**EXERCISE AIM**
Copy out every line in the entries below that contains the word "loader".

**SUPPLIED ENTRIES**
---
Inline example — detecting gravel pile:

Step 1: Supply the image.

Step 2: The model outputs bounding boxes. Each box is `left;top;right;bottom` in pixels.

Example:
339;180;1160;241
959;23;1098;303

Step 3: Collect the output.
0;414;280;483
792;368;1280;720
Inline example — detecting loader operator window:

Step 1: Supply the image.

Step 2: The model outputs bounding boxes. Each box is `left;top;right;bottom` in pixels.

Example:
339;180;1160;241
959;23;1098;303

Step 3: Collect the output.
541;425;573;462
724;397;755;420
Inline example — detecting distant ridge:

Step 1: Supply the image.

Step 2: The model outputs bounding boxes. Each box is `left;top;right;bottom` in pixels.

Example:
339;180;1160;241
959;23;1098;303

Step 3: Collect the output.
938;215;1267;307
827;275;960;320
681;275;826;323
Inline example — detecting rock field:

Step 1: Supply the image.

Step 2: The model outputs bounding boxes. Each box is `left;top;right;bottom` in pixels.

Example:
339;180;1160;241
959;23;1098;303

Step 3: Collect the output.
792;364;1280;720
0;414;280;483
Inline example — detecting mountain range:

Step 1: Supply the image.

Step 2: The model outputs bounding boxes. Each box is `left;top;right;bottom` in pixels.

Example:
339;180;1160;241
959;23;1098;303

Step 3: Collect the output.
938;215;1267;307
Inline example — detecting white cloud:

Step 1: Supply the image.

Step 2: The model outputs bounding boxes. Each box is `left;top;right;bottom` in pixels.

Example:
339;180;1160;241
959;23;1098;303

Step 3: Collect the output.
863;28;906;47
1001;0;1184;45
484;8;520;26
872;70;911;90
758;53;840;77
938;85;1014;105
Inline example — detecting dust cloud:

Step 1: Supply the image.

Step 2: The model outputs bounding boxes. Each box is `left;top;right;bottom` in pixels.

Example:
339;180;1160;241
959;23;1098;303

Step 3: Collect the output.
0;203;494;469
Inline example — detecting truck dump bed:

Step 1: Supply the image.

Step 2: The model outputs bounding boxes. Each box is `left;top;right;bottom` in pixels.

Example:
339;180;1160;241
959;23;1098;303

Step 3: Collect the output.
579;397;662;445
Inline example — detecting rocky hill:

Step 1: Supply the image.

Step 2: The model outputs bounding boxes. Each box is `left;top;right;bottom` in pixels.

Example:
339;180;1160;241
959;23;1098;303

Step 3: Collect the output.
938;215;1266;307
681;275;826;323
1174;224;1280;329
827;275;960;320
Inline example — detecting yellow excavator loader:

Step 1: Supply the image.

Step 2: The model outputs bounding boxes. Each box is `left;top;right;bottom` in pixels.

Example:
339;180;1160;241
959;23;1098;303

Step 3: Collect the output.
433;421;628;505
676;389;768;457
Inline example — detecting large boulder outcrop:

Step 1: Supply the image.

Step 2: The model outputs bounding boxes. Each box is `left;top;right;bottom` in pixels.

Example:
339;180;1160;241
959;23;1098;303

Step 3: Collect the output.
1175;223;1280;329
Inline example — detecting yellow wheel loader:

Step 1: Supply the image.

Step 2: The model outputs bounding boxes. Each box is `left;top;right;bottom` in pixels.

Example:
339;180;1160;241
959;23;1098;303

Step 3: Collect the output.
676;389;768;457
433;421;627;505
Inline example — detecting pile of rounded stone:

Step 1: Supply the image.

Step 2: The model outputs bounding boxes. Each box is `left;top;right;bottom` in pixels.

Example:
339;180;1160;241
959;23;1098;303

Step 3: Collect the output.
---
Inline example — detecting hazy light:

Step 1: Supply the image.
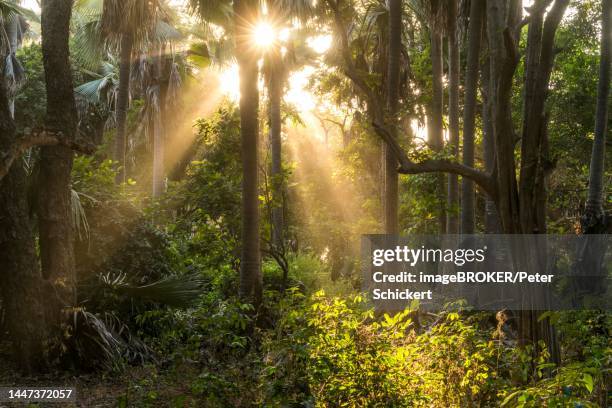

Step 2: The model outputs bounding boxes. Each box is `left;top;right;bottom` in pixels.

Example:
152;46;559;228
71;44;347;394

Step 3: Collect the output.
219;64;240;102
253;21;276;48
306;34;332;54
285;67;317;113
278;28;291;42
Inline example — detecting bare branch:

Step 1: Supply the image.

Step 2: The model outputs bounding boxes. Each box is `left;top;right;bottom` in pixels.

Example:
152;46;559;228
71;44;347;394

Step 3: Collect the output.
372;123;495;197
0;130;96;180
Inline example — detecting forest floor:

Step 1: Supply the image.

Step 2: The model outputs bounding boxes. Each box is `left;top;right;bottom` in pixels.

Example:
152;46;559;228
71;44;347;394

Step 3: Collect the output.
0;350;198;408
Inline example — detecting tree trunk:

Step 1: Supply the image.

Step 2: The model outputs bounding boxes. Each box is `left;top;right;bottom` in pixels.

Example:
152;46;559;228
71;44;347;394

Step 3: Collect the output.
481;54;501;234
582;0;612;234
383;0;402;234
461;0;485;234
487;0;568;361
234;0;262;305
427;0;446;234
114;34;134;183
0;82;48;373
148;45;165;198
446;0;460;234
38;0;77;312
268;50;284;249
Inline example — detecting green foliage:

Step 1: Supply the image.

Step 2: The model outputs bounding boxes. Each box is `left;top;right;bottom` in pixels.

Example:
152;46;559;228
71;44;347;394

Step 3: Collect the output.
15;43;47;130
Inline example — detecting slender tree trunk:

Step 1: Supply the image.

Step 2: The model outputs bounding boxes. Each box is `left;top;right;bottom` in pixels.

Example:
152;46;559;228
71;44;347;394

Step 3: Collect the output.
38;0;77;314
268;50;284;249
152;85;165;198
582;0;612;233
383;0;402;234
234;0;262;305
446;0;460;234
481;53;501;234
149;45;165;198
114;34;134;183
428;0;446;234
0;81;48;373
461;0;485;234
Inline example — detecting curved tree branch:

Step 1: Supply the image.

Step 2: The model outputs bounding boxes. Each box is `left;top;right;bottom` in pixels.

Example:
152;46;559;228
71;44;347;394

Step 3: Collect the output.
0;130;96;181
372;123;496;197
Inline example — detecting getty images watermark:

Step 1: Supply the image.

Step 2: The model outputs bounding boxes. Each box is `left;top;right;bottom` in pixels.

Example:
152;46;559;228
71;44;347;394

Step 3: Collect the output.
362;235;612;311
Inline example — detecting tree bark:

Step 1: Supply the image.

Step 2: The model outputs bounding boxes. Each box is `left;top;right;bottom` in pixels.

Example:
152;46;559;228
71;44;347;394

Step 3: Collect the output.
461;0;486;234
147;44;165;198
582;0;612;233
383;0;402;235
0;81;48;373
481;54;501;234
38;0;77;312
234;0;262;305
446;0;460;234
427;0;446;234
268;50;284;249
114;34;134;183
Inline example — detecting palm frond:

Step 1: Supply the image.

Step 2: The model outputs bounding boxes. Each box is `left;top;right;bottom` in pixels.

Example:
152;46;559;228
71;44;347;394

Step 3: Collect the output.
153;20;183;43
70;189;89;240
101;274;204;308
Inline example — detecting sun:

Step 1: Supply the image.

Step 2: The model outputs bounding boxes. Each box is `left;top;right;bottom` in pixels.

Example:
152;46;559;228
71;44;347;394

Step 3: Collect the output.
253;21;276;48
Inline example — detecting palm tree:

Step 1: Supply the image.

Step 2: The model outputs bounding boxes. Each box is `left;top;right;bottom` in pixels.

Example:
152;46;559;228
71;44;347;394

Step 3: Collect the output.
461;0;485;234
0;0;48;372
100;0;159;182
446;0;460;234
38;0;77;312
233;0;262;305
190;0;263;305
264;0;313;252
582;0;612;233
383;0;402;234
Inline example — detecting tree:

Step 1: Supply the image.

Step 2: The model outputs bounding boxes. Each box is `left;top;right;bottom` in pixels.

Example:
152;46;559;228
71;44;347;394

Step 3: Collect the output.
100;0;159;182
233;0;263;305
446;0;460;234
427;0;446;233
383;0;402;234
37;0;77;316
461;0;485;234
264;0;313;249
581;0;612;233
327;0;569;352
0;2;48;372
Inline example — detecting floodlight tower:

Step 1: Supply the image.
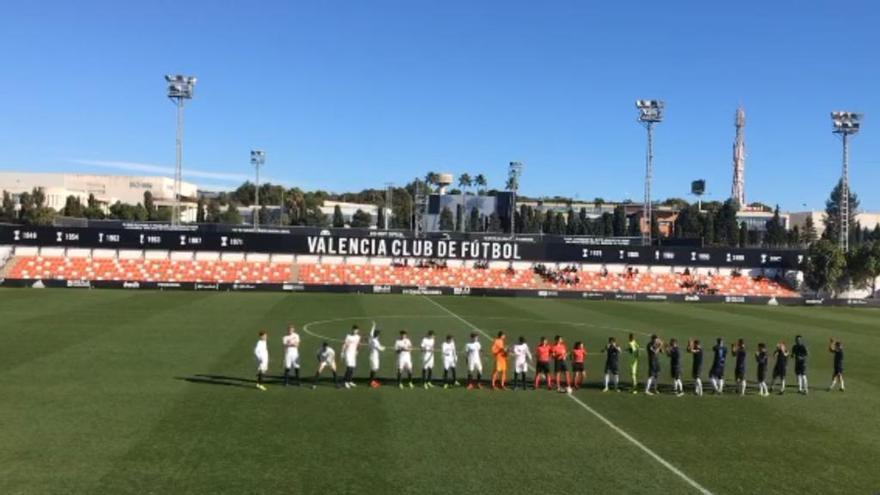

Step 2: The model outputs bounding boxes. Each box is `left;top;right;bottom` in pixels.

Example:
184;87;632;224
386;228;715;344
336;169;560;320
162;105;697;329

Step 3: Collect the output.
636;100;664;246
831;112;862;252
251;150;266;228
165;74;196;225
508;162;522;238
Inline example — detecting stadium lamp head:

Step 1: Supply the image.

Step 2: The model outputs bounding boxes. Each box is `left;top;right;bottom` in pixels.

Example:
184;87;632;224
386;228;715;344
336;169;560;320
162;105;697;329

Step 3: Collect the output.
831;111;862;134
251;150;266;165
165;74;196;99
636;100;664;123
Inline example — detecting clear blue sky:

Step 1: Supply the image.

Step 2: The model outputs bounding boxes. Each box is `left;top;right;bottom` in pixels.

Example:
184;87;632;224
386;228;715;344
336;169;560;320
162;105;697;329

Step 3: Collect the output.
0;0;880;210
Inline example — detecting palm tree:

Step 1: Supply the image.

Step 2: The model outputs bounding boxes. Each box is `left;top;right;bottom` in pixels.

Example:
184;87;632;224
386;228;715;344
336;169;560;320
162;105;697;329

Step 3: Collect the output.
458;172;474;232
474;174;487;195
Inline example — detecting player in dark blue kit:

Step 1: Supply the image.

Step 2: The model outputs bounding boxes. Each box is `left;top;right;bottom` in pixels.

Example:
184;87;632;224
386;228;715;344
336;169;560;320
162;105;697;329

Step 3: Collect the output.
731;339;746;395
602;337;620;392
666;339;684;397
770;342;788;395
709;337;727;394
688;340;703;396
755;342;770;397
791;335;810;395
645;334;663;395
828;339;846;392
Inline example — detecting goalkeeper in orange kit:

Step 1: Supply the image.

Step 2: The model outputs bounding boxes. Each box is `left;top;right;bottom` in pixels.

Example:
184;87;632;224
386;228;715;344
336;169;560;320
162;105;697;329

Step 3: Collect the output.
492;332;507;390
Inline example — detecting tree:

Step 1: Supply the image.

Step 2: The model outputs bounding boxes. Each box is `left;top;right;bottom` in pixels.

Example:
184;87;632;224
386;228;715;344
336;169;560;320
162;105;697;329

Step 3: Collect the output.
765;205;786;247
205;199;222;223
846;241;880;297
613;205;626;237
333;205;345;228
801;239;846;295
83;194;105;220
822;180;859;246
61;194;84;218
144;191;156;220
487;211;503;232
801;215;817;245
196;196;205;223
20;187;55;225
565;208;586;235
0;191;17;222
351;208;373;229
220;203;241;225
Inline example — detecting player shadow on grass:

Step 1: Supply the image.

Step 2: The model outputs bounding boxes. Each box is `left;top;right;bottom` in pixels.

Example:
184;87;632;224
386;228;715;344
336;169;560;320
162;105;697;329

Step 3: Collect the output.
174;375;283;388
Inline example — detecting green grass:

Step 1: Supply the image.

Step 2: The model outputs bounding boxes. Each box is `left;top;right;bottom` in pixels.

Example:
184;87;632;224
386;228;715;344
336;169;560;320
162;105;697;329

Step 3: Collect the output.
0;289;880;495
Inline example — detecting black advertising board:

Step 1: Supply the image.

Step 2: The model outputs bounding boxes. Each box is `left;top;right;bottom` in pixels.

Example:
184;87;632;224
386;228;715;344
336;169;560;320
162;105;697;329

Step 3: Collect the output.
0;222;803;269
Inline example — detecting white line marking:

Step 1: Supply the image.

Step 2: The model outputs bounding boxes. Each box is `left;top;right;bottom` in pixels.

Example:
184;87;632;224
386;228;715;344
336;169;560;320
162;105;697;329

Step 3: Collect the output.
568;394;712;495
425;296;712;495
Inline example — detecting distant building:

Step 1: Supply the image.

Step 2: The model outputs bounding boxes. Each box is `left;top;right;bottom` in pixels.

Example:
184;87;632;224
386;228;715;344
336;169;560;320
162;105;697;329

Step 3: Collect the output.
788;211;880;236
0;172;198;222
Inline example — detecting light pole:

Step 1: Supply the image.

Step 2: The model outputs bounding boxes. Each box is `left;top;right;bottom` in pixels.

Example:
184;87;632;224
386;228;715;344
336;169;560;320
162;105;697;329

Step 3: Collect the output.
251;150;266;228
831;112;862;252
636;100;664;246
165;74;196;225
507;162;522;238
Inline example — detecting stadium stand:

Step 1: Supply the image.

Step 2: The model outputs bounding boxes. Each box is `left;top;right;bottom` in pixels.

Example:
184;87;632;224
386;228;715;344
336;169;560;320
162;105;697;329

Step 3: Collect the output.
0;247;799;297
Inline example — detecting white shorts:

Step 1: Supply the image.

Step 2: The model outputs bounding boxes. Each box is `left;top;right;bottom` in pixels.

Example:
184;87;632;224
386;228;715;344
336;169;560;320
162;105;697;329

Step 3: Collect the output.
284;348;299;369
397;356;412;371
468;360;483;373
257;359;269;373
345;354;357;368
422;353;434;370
---
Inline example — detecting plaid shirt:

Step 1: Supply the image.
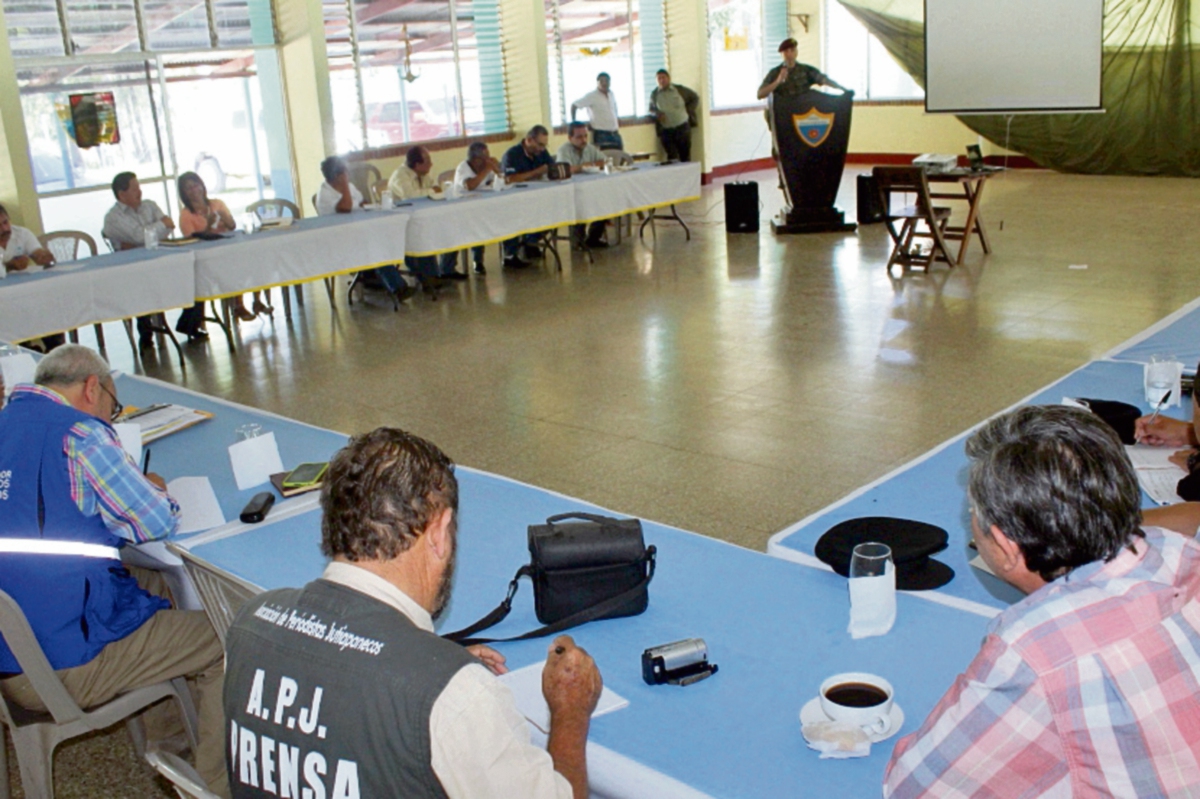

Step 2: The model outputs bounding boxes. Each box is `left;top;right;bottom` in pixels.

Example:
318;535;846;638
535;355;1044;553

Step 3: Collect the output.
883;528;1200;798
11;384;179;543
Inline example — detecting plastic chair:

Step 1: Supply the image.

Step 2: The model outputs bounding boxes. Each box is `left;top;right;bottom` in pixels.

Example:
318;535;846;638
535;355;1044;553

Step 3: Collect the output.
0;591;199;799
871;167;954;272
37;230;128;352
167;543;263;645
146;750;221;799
---
**COMPLETED TASK**
Inline example — detecting loader operator window:
Inline example — detecting yellow excavator loader:
Inline example — detecting yellow wheel loader:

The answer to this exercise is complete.